None of the Enterovirus 68 Patients to Develop Paralysis Has Fully Recovered, Doctor Says
Reseachers wanted to know why some enterovirus 68 patients became paralyzed.
-- When 4-year-old Allen Howe went from being a little goofball to being unable to move 80 percent of his body, his mother was in tears. Days earlier, he had a fever and a cough.
"I felt helpless," Teresa Howe told ABC News' "Nightline" in December. "He was lying in bed and he literally was screaming, 'Help me, Mom,' and I'm just bawling."
Allen was among the small fraction of children with the respiratory illness enterovirus 68 to develop sudden unexplained paralysis after the initial severe flu-like symptoms. Allen and the others are reportedly recovering, but Dr. Charles Chiu, who set out with a team of researchers to figure out why the paralysis set in to begin with, said none of the 25 children he studied have fully recovered from their paralysis or muscle weakness since last summer.
"I would say about a third of the children overall have had no recovery at all," he told ABC News. "For instance, if they had paralysis or weakness of the left arm, they still have it there. That's what's been worrisome."

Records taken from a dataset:
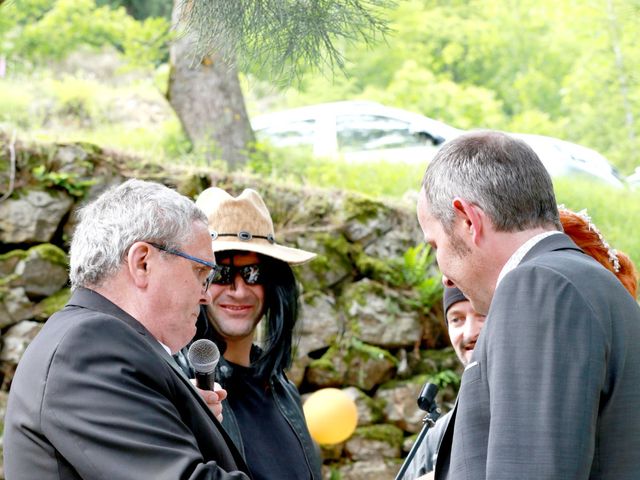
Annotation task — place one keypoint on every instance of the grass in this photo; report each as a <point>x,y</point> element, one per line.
<point>133,116</point>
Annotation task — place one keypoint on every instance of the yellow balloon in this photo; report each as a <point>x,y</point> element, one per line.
<point>331,415</point>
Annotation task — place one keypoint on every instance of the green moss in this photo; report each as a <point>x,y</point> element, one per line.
<point>53,303</point>
<point>8,280</point>
<point>51,254</point>
<point>372,267</point>
<point>361,207</point>
<point>372,351</point>
<point>382,432</point>
<point>326,361</point>
<point>12,255</point>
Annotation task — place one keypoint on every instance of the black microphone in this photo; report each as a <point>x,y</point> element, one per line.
<point>426,402</point>
<point>427,397</point>
<point>204,355</point>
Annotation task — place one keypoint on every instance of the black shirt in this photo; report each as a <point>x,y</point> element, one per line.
<point>272,449</point>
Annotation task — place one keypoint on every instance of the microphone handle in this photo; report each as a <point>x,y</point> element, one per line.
<point>205,381</point>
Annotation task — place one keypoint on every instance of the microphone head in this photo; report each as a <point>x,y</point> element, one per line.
<point>203,355</point>
<point>427,396</point>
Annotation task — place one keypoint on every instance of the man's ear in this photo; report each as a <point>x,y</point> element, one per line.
<point>473,216</point>
<point>138,263</point>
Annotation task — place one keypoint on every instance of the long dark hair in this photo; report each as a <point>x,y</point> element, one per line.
<point>281,308</point>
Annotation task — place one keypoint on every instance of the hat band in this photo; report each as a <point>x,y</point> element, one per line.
<point>244,236</point>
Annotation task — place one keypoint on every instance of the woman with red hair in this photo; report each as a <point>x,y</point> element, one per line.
<point>579,227</point>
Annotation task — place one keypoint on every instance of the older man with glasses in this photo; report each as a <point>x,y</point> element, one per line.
<point>254,285</point>
<point>97,393</point>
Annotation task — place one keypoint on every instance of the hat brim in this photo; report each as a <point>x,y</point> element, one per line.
<point>292,256</point>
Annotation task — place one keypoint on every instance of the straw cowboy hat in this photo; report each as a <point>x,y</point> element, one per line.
<point>244,223</point>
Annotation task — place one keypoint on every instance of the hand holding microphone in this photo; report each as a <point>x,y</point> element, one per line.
<point>204,356</point>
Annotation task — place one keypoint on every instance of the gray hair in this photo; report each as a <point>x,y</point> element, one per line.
<point>500,174</point>
<point>134,211</point>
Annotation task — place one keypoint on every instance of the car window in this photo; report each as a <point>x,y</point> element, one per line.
<point>373,132</point>
<point>298,132</point>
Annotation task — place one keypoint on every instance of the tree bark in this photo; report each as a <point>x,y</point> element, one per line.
<point>208,100</point>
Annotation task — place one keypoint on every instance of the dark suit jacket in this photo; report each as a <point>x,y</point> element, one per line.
<point>95,396</point>
<point>553,388</point>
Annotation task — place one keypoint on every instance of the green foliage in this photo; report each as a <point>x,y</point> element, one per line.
<point>297,165</point>
<point>283,39</point>
<point>51,30</point>
<point>445,378</point>
<point>141,9</point>
<point>616,212</point>
<point>68,181</point>
<point>418,272</point>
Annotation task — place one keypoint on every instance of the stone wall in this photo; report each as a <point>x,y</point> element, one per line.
<point>371,321</point>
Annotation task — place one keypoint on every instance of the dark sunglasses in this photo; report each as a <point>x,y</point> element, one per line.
<point>212,266</point>
<point>251,274</point>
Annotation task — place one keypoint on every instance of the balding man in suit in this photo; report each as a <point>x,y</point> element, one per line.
<point>97,394</point>
<point>551,390</point>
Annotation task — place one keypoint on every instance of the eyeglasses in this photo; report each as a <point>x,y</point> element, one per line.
<point>214,268</point>
<point>251,274</point>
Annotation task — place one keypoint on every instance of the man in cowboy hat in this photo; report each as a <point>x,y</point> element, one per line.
<point>256,285</point>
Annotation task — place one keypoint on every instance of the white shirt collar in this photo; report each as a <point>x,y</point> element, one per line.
<point>165,347</point>
<point>519,254</point>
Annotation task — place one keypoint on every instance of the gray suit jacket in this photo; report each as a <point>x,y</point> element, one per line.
<point>427,452</point>
<point>553,388</point>
<point>95,396</point>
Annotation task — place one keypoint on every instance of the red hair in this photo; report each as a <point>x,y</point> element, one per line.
<point>589,239</point>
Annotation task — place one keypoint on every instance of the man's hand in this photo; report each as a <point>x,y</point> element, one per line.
<point>213,399</point>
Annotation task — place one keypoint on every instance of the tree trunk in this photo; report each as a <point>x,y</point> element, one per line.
<point>208,100</point>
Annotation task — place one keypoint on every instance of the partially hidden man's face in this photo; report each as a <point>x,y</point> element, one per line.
<point>456,259</point>
<point>237,308</point>
<point>464,325</point>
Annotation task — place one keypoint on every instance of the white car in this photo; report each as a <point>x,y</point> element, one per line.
<point>356,131</point>
<point>365,131</point>
<point>634,179</point>
<point>566,159</point>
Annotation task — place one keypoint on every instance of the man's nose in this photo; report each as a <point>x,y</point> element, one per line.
<point>472,327</point>
<point>447,283</point>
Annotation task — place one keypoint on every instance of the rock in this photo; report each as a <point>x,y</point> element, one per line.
<point>16,340</point>
<point>319,324</point>
<point>15,307</point>
<point>376,469</point>
<point>373,442</point>
<point>368,410</point>
<point>43,271</point>
<point>400,404</point>
<point>351,363</point>
<point>378,315</point>
<point>35,217</point>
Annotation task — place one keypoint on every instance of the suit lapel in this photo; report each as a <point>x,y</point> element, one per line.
<point>441,468</point>
<point>552,243</point>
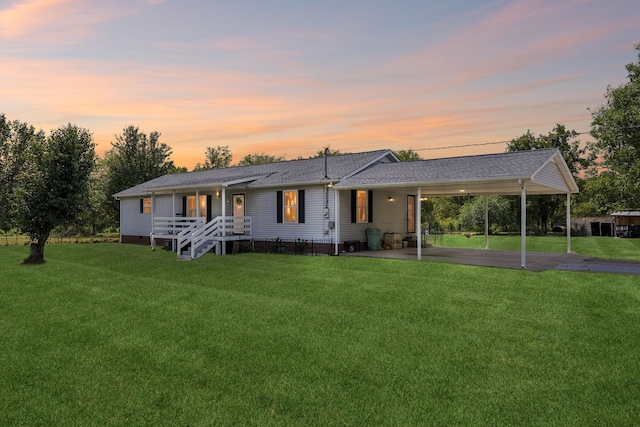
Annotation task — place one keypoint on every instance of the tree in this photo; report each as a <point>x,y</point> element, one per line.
<point>53,184</point>
<point>215,158</point>
<point>407,155</point>
<point>259,159</point>
<point>133,159</point>
<point>471,215</point>
<point>616,128</point>
<point>15,137</point>
<point>547,208</point>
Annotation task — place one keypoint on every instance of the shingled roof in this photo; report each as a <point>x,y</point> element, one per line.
<point>544,171</point>
<point>292,172</point>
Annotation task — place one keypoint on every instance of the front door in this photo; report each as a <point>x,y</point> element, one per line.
<point>238,211</point>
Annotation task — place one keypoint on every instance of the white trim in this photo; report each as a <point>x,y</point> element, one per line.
<point>337,219</point>
<point>568,225</point>
<point>523,225</point>
<point>486,221</point>
<point>418,227</point>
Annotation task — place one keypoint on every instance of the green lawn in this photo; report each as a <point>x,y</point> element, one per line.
<point>599,247</point>
<point>109,334</point>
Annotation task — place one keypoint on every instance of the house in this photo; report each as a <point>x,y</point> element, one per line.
<point>330,199</point>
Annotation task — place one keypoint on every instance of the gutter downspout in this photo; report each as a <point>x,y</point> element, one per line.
<point>486,221</point>
<point>523,224</point>
<point>569,223</point>
<point>337,220</point>
<point>418,217</point>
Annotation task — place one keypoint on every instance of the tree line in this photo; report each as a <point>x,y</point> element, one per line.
<point>57,180</point>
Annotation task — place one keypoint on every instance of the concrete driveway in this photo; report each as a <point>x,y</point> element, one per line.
<point>536,261</point>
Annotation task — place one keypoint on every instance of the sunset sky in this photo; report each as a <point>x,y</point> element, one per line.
<point>287,78</point>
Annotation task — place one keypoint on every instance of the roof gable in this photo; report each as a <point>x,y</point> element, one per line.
<point>484,174</point>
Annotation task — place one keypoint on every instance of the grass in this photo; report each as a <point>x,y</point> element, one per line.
<point>112,334</point>
<point>599,247</point>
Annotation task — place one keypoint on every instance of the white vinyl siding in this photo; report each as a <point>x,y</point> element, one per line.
<point>261,206</point>
<point>550,176</point>
<point>387,216</point>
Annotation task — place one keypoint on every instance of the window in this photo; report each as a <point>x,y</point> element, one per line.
<point>145,205</point>
<point>361,206</point>
<point>191,206</point>
<point>290,206</point>
<point>411,212</point>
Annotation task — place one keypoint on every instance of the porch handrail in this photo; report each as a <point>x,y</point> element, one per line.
<point>235,225</point>
<point>199,234</point>
<point>203,234</point>
<point>184,236</point>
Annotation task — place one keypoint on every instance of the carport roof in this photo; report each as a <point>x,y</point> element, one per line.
<point>544,172</point>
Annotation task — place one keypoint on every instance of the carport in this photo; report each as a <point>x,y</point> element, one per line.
<point>516,173</point>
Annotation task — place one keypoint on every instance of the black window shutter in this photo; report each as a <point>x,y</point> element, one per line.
<point>301,206</point>
<point>279,207</point>
<point>354,205</point>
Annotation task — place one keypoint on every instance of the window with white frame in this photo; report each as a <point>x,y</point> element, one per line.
<point>290,205</point>
<point>362,206</point>
<point>145,205</point>
<point>191,206</point>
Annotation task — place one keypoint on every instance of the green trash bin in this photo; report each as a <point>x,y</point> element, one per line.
<point>373,239</point>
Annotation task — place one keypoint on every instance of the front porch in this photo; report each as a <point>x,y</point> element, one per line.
<point>192,237</point>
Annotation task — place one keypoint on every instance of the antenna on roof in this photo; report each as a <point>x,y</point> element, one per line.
<point>326,154</point>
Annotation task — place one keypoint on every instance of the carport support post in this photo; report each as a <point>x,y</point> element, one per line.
<point>419,223</point>
<point>569,223</point>
<point>486,221</point>
<point>223,198</point>
<point>336,216</point>
<point>153,221</point>
<point>523,225</point>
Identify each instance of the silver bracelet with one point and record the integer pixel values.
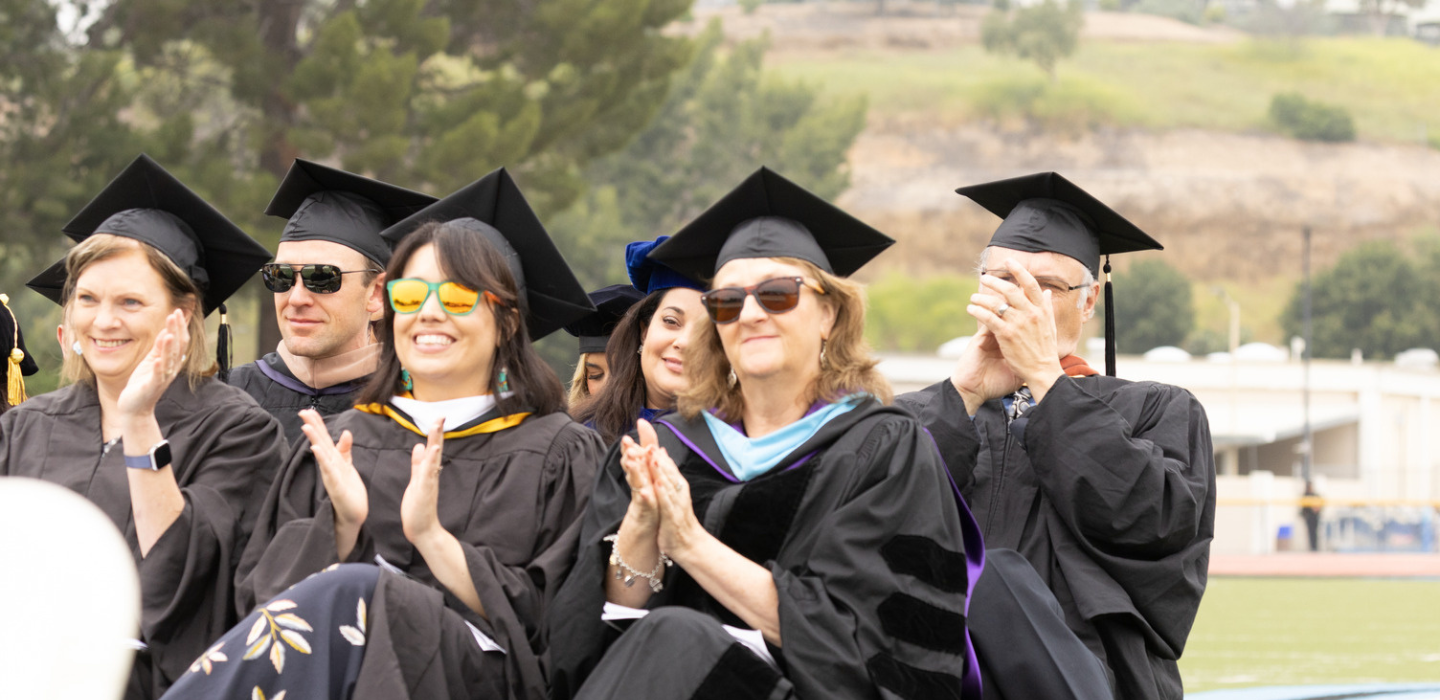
(630, 573)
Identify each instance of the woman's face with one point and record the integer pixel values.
(663, 347)
(447, 356)
(761, 344)
(118, 308)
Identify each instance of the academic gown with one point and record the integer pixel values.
(1108, 488)
(507, 496)
(277, 389)
(871, 553)
(225, 452)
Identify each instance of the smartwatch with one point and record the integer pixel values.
(157, 458)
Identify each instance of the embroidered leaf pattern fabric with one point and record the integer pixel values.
(274, 627)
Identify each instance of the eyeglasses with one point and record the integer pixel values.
(1046, 283)
(280, 277)
(409, 294)
(775, 295)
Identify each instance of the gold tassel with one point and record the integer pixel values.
(15, 388)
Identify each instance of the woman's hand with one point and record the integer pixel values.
(153, 375)
(419, 506)
(678, 527)
(343, 484)
(642, 516)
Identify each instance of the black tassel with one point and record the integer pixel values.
(222, 347)
(1109, 321)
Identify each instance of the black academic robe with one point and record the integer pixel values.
(277, 389)
(507, 496)
(225, 452)
(871, 553)
(1108, 487)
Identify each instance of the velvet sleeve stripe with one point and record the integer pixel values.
(928, 561)
(912, 683)
(912, 620)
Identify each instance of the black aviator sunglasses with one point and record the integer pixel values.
(280, 277)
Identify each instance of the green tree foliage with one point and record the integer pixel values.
(1154, 304)
(1378, 298)
(424, 92)
(723, 118)
(1309, 120)
(912, 316)
(1043, 33)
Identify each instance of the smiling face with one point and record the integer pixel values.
(447, 356)
(663, 346)
(118, 307)
(1059, 270)
(327, 324)
(761, 344)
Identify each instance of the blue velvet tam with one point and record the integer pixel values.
(648, 275)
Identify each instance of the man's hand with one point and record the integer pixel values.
(1024, 324)
(982, 373)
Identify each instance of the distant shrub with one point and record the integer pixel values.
(916, 316)
(1184, 10)
(1069, 107)
(1311, 121)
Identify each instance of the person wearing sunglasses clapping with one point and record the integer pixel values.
(329, 284)
(645, 355)
(409, 552)
(785, 533)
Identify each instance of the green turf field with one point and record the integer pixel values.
(1295, 631)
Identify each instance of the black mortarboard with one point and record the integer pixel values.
(769, 216)
(324, 203)
(611, 304)
(147, 203)
(1047, 213)
(496, 208)
(16, 363)
(1044, 212)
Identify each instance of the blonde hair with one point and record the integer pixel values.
(848, 366)
(579, 388)
(180, 288)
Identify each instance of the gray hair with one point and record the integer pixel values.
(1086, 283)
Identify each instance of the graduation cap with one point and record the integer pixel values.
(324, 203)
(147, 203)
(18, 363)
(769, 216)
(650, 275)
(497, 209)
(611, 304)
(1044, 212)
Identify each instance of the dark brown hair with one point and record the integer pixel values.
(467, 258)
(612, 412)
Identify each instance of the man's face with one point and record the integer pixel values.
(1057, 272)
(326, 324)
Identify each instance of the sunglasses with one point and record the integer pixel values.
(409, 294)
(280, 277)
(775, 297)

APPLY WHAT YOU READ:
**A)** How would you say this sentence from the enterovirus 68 article in Spanish: "Days earlier, he had a fever and a cough."?
**B)** Could you carry the article about enterovirus 68 paralysis further from the point where it stops?
These records aren't needed for anything here.

EXPECTED RESPONSES:
**A)** Días antes, había tenido fiebre y tos.

**B)**
Federal and state health officials have confirmed 1,153 enterovirus 68 cases in 49 states and Washington, D.C., from August through January. Fourteen patients died, and several clusters developed polio-like paralysis and muscle weakness. Chiu and his colleagues at the University of San Francisco set out to examine the link and determine why some children developed this side effect but not others.
They know that the paralysis and weakness is brought on by acute flaccid myelitis, or inflammation of the nerve cells, but it's tough to say how it's connected to the virus, experts say.
Chiu and his team at the University of California San Francisco and the University of Colorado published their study this week in the medical journal The Lancet. They found that of two siblings with identical strains of enterovirus 68, only one developed paralysis, leading Chiu to suspect that the virus alone may not be at fault for the paralysis. It could be an abnormal immune system response.
"This suggests that it's not only the virus, but also patients' individual biology that determines what disease they may present with," Chiu noted in a statement accompanying the study's publication.
The researchers also noticed that they didn't find traces of the virus in the cerebrospinal fluid surrounding the inflamed nerve cells, leading them to believe the virus wasn't directly attacking them. Chiu said it's crucial to continue searching for answers.
"Given that none of the children have fully recovered, we urgently need to continue investigating this new strain of EV-D68 [enterovirus 69] and its potential to cause acute flaccid myelitis."
The peak enterovirus season has been over for some time, but Dr. Kathryn Miller, assistant professor of pediatrics at Vanderbilt University Medical Center in Nashville, Tennessee, said it could come back next year.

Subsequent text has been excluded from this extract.